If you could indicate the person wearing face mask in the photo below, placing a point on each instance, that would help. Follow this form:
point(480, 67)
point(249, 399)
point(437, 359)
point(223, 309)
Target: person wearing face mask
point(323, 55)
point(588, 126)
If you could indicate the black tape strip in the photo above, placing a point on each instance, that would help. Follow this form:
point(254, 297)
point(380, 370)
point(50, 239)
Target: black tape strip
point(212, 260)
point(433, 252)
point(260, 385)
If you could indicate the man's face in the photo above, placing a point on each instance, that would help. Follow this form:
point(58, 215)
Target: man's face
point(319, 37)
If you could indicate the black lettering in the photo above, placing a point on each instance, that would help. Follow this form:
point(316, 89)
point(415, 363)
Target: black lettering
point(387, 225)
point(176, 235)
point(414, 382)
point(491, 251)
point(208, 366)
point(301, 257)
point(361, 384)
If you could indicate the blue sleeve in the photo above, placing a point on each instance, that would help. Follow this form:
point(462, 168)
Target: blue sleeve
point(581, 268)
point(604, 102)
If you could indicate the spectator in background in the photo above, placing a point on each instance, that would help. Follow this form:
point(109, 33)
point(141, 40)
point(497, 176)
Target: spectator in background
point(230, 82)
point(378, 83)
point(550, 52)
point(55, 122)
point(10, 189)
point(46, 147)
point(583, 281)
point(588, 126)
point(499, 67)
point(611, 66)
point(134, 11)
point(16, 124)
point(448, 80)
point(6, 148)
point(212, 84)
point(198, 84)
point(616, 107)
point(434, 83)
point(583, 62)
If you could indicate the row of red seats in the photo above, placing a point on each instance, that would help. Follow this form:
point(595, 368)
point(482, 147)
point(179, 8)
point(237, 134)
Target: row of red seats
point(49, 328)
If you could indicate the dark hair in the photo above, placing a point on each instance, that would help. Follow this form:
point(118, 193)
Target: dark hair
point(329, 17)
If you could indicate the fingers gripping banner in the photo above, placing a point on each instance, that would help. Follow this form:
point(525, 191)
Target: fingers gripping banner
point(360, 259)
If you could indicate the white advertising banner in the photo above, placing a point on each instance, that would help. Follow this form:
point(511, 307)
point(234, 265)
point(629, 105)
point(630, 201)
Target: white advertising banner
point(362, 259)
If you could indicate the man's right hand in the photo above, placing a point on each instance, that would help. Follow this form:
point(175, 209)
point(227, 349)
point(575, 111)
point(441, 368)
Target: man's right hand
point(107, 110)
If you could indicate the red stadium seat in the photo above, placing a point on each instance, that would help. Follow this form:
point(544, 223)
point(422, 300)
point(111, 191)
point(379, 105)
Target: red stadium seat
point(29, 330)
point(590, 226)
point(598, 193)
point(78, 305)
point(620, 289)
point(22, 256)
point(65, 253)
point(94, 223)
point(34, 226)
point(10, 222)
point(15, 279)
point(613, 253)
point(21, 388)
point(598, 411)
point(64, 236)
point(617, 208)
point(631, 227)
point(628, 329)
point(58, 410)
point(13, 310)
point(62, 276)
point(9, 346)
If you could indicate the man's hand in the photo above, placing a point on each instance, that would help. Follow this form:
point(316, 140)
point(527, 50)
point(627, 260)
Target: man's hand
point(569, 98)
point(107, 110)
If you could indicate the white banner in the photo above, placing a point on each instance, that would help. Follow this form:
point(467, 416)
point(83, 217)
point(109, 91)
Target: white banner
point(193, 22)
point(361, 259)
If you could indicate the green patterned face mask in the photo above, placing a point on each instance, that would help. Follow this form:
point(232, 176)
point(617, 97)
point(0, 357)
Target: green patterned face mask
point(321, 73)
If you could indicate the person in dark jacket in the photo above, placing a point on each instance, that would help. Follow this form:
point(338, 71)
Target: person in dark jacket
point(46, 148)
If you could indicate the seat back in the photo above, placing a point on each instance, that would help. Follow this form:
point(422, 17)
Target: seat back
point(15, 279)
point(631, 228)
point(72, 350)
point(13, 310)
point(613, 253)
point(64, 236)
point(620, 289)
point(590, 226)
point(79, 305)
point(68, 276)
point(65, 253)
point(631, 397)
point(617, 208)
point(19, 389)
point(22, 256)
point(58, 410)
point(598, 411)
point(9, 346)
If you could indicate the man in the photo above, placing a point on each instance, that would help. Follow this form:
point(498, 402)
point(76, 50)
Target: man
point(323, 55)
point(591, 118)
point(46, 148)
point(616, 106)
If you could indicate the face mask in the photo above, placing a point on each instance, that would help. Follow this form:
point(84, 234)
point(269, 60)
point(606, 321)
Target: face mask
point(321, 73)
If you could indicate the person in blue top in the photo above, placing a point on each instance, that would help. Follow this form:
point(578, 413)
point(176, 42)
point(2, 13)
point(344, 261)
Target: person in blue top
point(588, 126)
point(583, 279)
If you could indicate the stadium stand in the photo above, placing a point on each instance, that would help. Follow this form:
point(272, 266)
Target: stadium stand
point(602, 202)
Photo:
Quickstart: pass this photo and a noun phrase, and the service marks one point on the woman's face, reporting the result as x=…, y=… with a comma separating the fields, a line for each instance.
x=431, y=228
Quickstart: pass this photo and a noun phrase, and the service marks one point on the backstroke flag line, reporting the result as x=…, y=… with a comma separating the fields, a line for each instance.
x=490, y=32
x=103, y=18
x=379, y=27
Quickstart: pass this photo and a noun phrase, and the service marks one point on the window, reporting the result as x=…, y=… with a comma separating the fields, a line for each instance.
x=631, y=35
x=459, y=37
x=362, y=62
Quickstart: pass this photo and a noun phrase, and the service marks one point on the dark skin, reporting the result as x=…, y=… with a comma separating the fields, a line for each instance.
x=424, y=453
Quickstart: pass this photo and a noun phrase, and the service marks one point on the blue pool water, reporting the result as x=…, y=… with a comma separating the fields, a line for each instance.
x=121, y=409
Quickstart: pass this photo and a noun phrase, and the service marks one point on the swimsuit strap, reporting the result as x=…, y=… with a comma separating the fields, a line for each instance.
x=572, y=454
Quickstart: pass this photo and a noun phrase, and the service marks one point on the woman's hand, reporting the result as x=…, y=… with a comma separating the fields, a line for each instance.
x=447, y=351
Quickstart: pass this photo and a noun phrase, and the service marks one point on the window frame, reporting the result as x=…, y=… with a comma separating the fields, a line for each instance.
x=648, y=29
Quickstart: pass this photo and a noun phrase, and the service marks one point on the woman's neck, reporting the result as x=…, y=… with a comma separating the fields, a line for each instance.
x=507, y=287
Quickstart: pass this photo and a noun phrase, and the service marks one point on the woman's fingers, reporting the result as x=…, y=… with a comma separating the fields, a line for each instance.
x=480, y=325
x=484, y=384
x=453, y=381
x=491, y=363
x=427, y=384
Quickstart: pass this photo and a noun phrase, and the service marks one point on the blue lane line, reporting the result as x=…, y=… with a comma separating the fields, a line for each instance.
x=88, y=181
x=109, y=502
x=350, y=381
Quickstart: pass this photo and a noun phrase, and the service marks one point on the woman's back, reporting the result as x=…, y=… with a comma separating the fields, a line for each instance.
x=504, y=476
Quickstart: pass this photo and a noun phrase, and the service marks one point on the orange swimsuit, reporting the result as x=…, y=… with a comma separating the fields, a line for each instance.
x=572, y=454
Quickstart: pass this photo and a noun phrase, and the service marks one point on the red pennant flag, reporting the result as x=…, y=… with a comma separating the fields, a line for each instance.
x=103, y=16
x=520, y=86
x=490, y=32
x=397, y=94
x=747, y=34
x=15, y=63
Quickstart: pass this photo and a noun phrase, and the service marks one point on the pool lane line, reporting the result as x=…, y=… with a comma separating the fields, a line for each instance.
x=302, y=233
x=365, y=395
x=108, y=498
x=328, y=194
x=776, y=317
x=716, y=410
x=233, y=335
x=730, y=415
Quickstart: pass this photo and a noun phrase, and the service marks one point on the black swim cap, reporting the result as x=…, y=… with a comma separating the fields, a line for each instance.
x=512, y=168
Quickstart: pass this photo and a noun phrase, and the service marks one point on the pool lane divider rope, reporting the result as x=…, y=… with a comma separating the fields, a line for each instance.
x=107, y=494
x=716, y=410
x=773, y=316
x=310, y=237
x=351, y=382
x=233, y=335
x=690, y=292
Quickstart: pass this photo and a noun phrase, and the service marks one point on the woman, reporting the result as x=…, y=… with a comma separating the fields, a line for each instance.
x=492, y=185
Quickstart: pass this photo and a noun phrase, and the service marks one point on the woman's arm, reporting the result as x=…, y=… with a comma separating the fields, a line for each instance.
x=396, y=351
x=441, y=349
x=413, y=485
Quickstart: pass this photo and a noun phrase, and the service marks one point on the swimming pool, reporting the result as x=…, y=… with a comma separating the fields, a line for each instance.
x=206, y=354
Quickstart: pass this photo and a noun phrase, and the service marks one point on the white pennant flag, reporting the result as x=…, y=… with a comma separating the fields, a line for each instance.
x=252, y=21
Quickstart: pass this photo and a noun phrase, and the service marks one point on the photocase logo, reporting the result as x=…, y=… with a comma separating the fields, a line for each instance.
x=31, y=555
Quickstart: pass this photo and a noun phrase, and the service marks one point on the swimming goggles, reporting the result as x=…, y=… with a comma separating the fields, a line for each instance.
━━━━━━━━━━
Copy out every line in the stretch from the line containing "woman's arm, reporting" through the line containing "x=252, y=21", both included, shifting each x and y coordinate in the answers up by 34.

Quickstart: pass this photo and a noun phrase, and the service marks one point on the woman's arm, reporting the result as x=…, y=… with a comma separating the fields, a line for each instance.
x=430, y=385
x=475, y=383
x=447, y=519
Quickstart: pass this photo and a noun phrase, and the service marks one point on the swimming pool, reporting the result as x=…, y=… with a comma separating the fields, a line for each instance.
x=240, y=388
Quickstart: pass this photo and a noun phrase, and the service marks one point on the white pennant flag, reporting the result as x=…, y=… with a comma separating the fields, a line for each instance.
x=286, y=55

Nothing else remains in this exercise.